┌─ EXTRACT
We returned to Westwind with the body of Ms. Sherman, a beautiful woman in her mid-eighties with thick white hair. Her body had been washed by her family and covered in fresh flowers. Before sliding her onto the cot I grabbed her hand, colder than a living human’s, warmer than a mere inanimate object. My reaction to seeing her laid out this way was a reminder of how much I had changed since I first started at Westwind; whereas before bodies had scared me, now there was nothing more elegant in my eyes than a corpse in its natural state, prepared with dignity by her own family.
After unloading Ms. Sherman, Chris went out again to retrieve the latest batch of babies. Mike was up front making funeral arrangements with a family. With no one to talk to, I decided to put Ms. Sherman away in the refrigeration unit. As I taped and labeled her cremation container, the cardboard edge gave me the same razor thin paper cut it had a million times in the past. “Oh, what the—really?” I said to no one in particular.
Westwind’s newest crematory operator, a young woman named Cheryl, came into the crematory, clearly confused by my presence there. After I explained who I was, she clumsily shook my hand and walked back out. Jerry, the man originally hired to replace me when I left Westwind, had died of fast-moving cancer a few months earlier. He was only forty-five.
As I was leaving for the day, Bruce stopped by to pick up a check for several embalmings he had done the week prior. “Caitlin! How you doing? I’ve seen those videos you do online. What’s your website?”
“The Order of the Good Death.”
“Yeah, yeah, and the videos, the Question for a Mortician ones? Yeah, they’re good, they’re good.”
“Thanks, Bruce, I’m glad you like them.”
└─
┌─ DATASET CONTENT
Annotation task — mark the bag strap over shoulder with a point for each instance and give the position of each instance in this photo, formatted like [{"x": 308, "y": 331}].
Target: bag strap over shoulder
└─
**TRY IT:** Transcribe the Westwind passage above in full, word for word.

**ANSWER BELOW:**
We returned to Westwind with the body of Ms. Sherman, a beautiful woman in her mid-eighties with thick white hair. Her body had been washed by her family and covered in fresh flowers. Before sliding her onto the cot I grabbed her hand, colder than a living human’s, warmer than a mere inanimate object. My reaction to seeing her laid out this way was a reminder of how much I had changed since I first started at Westwind; whereas before bodies had scared me, now there was nothing more elegant in my eyes than a corpse in its natural state, prepared with dignity by her own family.
After unloading Ms. Sherman, Chris went out again to retrieve the latest batch of babies. Mike was up front making funeral arrangements with a family. With no one to talk to, I decided to put Ms. Sherman away in the refrigeration unit. As I taped and labeled her cremation container, the cardboard edge gave me the same razor thin paper cut it had a million times in the past. “Oh, what the—really?” I said to no one in particular.
Westwind’s newest crematory operator, a young woman named Cheryl, came into the crematory, clearly confused by my presence there. After I explained who I was, she clumsily shook my hand and walked back out. Jerry, the man originally hired to replace me when I left Westwind, had died of fast-moving cancer a few months earlier. He was only forty-five.
As I was leaving for the day, Bruce stopped by to pick up a check for several embalmings he had done the week prior. “Caitlin! How you doing? I’ve seen those videos you do online. What’s your website?”
“The Order of the Good Death.”
“Yeah, yeah, and the videos, the Question for a Mortician ones? Yeah, they’re good, they’re good.”
“Thanks, Bruce, I’m glad you like them.”